Can you format the records from the line containing "the stair handrail" through the line containing "216, 622, 246]]", inclusive, as a Markdown table with a Row column numbering each line and an Entry column holding the line itself, and with blank lines omitted?
=-=-=-=-=
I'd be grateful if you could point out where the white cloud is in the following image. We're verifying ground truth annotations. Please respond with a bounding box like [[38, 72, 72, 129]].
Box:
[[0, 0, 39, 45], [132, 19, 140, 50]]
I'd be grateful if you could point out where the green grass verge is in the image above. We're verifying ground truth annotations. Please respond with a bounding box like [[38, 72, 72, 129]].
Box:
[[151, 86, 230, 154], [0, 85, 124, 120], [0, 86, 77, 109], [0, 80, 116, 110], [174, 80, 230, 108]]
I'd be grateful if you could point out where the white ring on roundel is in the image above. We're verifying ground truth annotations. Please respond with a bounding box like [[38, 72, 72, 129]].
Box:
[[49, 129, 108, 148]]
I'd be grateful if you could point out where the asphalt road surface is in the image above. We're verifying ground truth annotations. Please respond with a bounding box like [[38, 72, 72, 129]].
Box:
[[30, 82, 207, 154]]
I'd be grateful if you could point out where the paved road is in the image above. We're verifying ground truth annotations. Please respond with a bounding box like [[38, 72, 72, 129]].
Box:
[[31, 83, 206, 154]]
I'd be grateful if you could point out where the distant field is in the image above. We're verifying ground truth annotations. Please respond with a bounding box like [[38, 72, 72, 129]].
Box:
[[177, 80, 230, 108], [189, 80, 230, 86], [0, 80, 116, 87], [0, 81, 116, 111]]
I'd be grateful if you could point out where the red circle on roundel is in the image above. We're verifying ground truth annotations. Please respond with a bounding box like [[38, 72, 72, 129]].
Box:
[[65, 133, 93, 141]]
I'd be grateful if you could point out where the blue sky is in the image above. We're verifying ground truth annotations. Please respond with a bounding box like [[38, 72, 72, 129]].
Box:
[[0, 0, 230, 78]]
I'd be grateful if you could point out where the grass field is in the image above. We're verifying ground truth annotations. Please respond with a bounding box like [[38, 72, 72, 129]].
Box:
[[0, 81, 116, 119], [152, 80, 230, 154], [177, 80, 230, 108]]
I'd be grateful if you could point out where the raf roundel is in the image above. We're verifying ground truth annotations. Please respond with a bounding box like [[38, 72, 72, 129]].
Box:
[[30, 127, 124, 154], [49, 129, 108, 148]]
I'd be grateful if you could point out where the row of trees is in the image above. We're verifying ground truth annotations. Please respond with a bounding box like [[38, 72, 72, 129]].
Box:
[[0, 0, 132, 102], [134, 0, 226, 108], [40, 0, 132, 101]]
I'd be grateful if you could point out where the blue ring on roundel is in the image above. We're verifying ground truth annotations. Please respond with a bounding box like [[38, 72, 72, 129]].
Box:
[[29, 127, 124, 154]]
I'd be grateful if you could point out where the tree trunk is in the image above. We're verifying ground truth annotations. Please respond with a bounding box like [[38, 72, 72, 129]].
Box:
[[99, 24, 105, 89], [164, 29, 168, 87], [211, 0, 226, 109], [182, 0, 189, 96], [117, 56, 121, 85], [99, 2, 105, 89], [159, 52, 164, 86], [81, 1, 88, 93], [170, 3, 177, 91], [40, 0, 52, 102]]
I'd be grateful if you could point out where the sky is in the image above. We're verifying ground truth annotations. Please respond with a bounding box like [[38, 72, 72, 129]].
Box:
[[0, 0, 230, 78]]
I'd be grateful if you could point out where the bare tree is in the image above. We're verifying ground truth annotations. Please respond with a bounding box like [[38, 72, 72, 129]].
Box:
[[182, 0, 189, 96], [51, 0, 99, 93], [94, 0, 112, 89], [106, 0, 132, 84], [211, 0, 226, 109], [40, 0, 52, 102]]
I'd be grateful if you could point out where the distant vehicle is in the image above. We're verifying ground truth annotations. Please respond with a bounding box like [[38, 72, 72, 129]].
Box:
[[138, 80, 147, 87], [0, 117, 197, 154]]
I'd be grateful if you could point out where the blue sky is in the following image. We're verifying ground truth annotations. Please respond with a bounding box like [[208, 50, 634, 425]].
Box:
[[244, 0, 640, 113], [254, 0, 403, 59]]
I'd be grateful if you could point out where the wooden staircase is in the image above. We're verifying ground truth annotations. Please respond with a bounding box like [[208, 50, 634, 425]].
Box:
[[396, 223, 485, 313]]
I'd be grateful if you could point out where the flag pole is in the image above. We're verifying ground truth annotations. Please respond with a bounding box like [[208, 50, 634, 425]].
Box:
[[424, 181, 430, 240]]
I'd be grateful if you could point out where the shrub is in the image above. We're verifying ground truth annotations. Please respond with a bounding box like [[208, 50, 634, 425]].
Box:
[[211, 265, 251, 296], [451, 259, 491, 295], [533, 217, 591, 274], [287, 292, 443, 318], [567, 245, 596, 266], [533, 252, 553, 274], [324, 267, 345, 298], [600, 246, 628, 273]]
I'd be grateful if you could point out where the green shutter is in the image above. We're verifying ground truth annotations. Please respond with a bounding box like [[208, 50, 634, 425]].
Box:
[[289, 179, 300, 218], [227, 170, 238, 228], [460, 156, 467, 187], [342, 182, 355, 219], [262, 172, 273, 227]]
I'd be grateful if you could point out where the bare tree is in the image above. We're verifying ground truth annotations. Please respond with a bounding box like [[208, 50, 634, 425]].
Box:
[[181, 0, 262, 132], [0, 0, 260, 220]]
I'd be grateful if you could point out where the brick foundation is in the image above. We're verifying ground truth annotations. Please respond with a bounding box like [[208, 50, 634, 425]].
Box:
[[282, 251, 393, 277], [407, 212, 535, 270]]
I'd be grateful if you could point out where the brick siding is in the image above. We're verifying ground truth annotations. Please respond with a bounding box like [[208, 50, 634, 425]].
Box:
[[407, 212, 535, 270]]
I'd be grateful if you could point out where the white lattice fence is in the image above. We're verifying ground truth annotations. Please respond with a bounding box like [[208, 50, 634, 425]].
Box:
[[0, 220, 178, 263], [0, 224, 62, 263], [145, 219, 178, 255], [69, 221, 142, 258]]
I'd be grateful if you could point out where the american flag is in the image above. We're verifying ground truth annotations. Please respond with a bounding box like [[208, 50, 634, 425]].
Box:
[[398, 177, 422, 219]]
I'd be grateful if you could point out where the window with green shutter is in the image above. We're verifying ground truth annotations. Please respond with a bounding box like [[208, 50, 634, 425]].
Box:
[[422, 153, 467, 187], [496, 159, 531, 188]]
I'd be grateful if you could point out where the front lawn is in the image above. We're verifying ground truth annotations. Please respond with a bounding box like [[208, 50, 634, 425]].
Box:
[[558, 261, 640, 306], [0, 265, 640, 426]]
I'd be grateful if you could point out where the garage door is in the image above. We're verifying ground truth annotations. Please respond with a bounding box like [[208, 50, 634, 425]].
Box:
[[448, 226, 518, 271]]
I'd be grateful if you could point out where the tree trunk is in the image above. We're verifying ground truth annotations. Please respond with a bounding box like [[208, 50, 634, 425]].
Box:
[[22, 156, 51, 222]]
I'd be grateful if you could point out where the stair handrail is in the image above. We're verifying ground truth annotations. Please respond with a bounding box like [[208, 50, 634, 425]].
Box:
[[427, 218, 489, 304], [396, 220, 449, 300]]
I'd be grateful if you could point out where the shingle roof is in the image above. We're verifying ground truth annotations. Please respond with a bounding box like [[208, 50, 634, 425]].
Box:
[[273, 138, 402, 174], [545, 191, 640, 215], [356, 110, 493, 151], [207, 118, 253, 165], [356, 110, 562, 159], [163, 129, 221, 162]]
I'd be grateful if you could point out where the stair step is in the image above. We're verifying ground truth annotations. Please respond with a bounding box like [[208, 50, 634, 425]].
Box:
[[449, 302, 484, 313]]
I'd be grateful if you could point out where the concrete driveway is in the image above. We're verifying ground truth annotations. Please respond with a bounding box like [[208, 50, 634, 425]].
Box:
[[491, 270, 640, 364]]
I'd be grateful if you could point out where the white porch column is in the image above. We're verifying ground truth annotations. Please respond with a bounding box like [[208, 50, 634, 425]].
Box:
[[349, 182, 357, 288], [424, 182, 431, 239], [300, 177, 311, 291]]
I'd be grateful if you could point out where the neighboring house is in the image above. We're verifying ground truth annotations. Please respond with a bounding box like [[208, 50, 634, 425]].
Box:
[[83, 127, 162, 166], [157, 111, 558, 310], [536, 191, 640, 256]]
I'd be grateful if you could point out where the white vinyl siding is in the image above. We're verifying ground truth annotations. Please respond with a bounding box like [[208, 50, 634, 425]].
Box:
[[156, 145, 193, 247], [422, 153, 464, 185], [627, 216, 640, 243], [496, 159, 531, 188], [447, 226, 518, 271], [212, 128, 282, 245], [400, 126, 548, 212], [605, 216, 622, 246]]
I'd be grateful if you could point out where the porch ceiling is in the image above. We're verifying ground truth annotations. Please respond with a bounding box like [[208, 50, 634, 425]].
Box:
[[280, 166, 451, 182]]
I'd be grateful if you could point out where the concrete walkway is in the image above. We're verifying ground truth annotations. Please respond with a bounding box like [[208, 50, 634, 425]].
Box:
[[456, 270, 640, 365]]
=-=-=-=-=
(Response)
| Row | Entry |
|---|---|
| 1 | I'd be grateful if you could point out where the stair handrail is in the image above. We're verifying ground truth annotations. Please respond with a bounding box like [[208, 50, 634, 425]]. |
| 2 | Box: |
| 3 | [[427, 218, 489, 304], [396, 220, 449, 300]] |
| 4 | I'd be grateful if you could point out where the shingle roof is in the image above. We're verifying ground truth annotations. Please respond with a bounding box like [[208, 50, 634, 425]]. |
| 5 | Box: |
| 6 | [[273, 138, 402, 174], [545, 191, 640, 215], [356, 110, 493, 151], [207, 118, 253, 165], [356, 110, 562, 159], [163, 129, 221, 162]] |
| 7 | I'd be grateful if you could point out where the stair step is in the image above. We're verifying ground truth annotations. Please respond with a bounding box like [[208, 50, 634, 425]]. |
| 8 | Box: |
| 9 | [[449, 302, 484, 313]] |
| 10 | I'd be grateful if you could point out where the concrete driveway is in the image above. We're verifying ground truth annotations. Please respond with a bounding box like [[208, 50, 634, 425]]. |
| 11 | Box: |
| 12 | [[491, 270, 640, 364]] |
| 13 | I'd be grateful if you could point out where the white porch column is in the image above. We're verifying ground truth annotations. Please respond with a bounding box like [[208, 50, 634, 425]]. |
| 14 | Box: |
| 15 | [[349, 182, 357, 288], [424, 182, 431, 239], [300, 177, 311, 291]] |
| 16 | I'd be grateful if you could point out where the neighboring house is in the image above. We're verifying ground truth annotations. Please respond with a bounding box like [[208, 50, 634, 425]]. |
| 17 | Box: |
| 18 | [[83, 127, 162, 166], [157, 111, 558, 310], [536, 191, 640, 256]] |
| 19 | I'd be grateful if you could point out where the white vinyl siding is in the image above. We're verifying ground truth annotations. Please respond with a bounding box like [[208, 50, 634, 425]]. |
| 20 | Box: |
| 21 | [[156, 145, 193, 247], [422, 153, 464, 185], [627, 216, 640, 243], [496, 159, 531, 188], [447, 226, 518, 271], [212, 128, 282, 245], [400, 126, 548, 212], [605, 216, 622, 246]] |